• _OBJECTIVE A_:
Answer these from the Gentoo installation notes, one answer per line:
(i) Which command do the notes give for picking the fastest mirrors?
(ii) Which package do they name for automating fstab population?
(iii) What do they suggest using in place of Cuda?
• _OBJECTIVE B_: Carry on the Gentoo installation notes past their last sentence.

• _SOURCE EXCERPT_:
5.9 KiB
On Connecting to Your Wireless Network From the ISO The first time
The handbook doesn't cover exactly how to connect wirelessly the first time. It can't solely be done via dhcpcd.
Firstly find your wireless card interface reference:
ip addr
Or:
ifconfig
It will look like wlps60 or something like that.
The ISO comes with wpa_supplicant for connecting. First configure wpa_supplicant with your WIFI SSID and password:
wpa_passphrase "SSID" "PASSWORD" > /etc/wpa_supplicant/wpa_supplicant.conf
Then configure wpa_supplicant to recognize this wifi network:
wpa_supplicant -B -i wlps60 -c /etc/wpa_supplicant/wpa_supplicant.conf
Then use dhcpcd to grab an IP address:
dhcpcd wlps60
And use ping to test:
ping 8.8.8.8
You might still have trouble downloading the stage 3 tarball if your DNS does
not resolve. In which case simply edit /etc/resolv.conf directly:
# /etc/resolv.conf
# Quad 9
nameserver 9.9.9.9
nameserver 149.112.112.112
# Alternatively:
# Cloudflare
nameserver 1.1.1.1
nameserver 1.0.0.1
On mirrorselect
At some point during the installation process, you'll be asked to select your mirrors. Instead of using the handbook's method, use this instead to get the fastest available mirrors:
mirrorselect -s3 -b10 -D
This will take a bit of time, but will ping and download 100KB from each mirror
and then choose the fastest 3 and append it to your /etc/portage/make.conf
file.
On fstab
There is a way to automate fstab population using a package.
emerge -av sys-fs/genfstab
Then simply invoke it:
genfstab
Double check it:
cat /etc/fstab
General Notes
Here is a general speedrun guide to installing gentoo
Install a basic distribution-bin kernel first, then you can:
You can get your current compiler flags from:
zcat /proc/config.gz
You can just output it and then save it as a default that you have.
Also, you can find these same compiler flags in:
/usr/lib/modules/$(uname -r)/build/.config
You actually can use this in the /usr/src/linux-kernel-version
But you just want to make sure to run: make olddefconfig to update with new
options/safe defaults before running the compiling make commands documented in
the Gentoo Handbook.
Watch mental outlaws videos on configuring the kernel (one is more in depth than the others). Make notes on the options he changes and actually research the specific flags he configures in the handbook.
At some point you can adjust the number of threads the kernel can use, which apparently defaults to a high number. Your Ryzen has 24 threads, but you can find out specifically by running
grep -c processor /proc/cpuinfo
Or:
lscpu
And looking at the "Thread(s) per core" section.
Note on Krita/Cuda/obs-studio:
Don't bother installing krita/cuda, the process is too in depth and time consuming, if you really need krita/obs-studio, just use flatpak. If you really need Cuda, consider using Vulkan instead (for llama.cpp).

• _RAW DATA_:
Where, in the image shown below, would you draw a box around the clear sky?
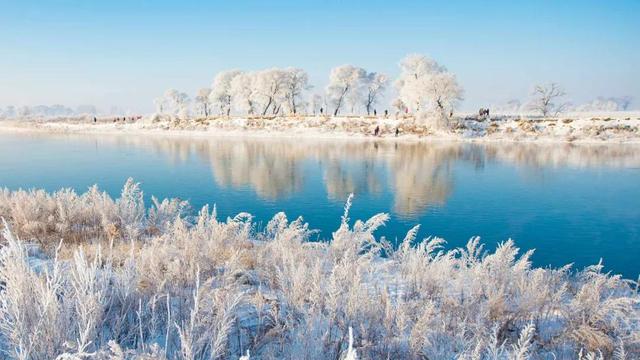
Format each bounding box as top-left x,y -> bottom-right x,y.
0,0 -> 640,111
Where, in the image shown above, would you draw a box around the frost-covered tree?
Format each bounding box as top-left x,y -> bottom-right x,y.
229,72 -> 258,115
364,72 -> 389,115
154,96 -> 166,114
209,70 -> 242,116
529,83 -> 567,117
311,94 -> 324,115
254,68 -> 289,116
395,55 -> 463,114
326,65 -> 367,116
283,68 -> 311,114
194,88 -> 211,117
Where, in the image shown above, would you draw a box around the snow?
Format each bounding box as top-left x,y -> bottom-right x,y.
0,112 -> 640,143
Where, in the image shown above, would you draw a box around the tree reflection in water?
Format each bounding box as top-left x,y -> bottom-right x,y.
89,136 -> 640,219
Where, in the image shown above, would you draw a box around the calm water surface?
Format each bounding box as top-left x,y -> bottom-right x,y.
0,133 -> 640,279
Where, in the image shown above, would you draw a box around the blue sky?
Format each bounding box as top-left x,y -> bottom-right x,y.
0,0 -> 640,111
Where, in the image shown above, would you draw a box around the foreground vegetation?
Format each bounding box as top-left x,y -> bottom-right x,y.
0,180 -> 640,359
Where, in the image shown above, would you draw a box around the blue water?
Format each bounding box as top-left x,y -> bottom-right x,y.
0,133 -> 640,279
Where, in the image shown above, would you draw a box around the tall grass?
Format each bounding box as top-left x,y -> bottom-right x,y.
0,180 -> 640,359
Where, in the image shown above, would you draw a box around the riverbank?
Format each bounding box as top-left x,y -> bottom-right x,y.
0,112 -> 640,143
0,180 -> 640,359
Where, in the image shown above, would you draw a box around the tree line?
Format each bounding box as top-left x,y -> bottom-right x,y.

• _TASK ANSWER A_:
(i) mirrorselect -s3 -b10 -D
(ii) sys-fs/genfstab
(iii) Vulkan

• _TASK ANSWER B_:
After Installation
There's a lot to do after installation, but one of the first things you should do is:
Create a New SuperUser
adduser $USER &&
useradd -aG wheel $USER
In package.use add:
app-admin/doas persist
Then install doas:
emerge -av app-admin/doas
Edit /etc/doas.conf:
permit persist :wheel
Test it:
su $USER
doas emerge -av <some-package>
Install openrc-init as PID 1
By default, while Gentoo does use openrc as the service manager, it does not use it as init, rather wrapping SysVInit instead. OpenRC does have an init package however that can be used as init, it just has some caveats.
See The Gentoo Wiki For Full Details
Make sure your system is running fine under sysvinit before proceeding.
Openrc-init is installed by default, no need to emerge.
You just need to change this line in your /etc/default/grub:
#GRUB_CMDLINE_LINUX_DEFAULT=""
GRUB_CMDLINE_LINUX_DEFAULT="init=/sbin/openrc-init"
And, of course, regenerate:
grub-mkconfig -o /boot/grub/grub.cfg
You'll need to reinstantiate the tty's though:
cd /etc/init.d
for n in $(seq 1 6); do ln -s agetty agetty.tty$n; rc-update add agetty.tty$n default; done
Then reboot to have it take effect.
reboot
Note that some aliases for shutting down and rebooting in your .aliases file
are helpful here:
alias shutdown="doas openrc-shutdown -p 0"
alias reboot="doas openrc-shutdown -r 0"
Common packages
There are tons of packages I like, but a few that will be necessary once X11 is installed are:
Matcha Themes Papirus Icon Theme Gobble Window Swallower
You can easily find the rest on Gentoo Wiki or Github.
- LXAppearance
- PAVUControl (audio)
- Gcolor3
- XFCE4-Screenshooter
- difftastic (make sure to configure for use with git)
- ripgrep
- espanso (bring your own)
- neovim (bring your own)
- bspwm/sxhkd (bring your own)
- btop (bring your own catpuccin themes)
- st (bring your own, but install official first so libs are available, then
uninstall and put your own in
/usr/bin) - pipewire/pipewire-pulse/wireplumber (see
.xinitrc) - xbanish
- dunst
- sxiv (pic viewer)
- ripdrag
- pcmanfm
- gimp
- inkscape
- krita (flatpak)
- libreoffice (flatpak ?)
- obs-studio (flatpak!!)
- wine
- vulkan
- ufw (kernel params)
- docker (kernel params)
- nvidia-drivers (see wiki)
- llama.cpp (compile with vulkan, not cuda)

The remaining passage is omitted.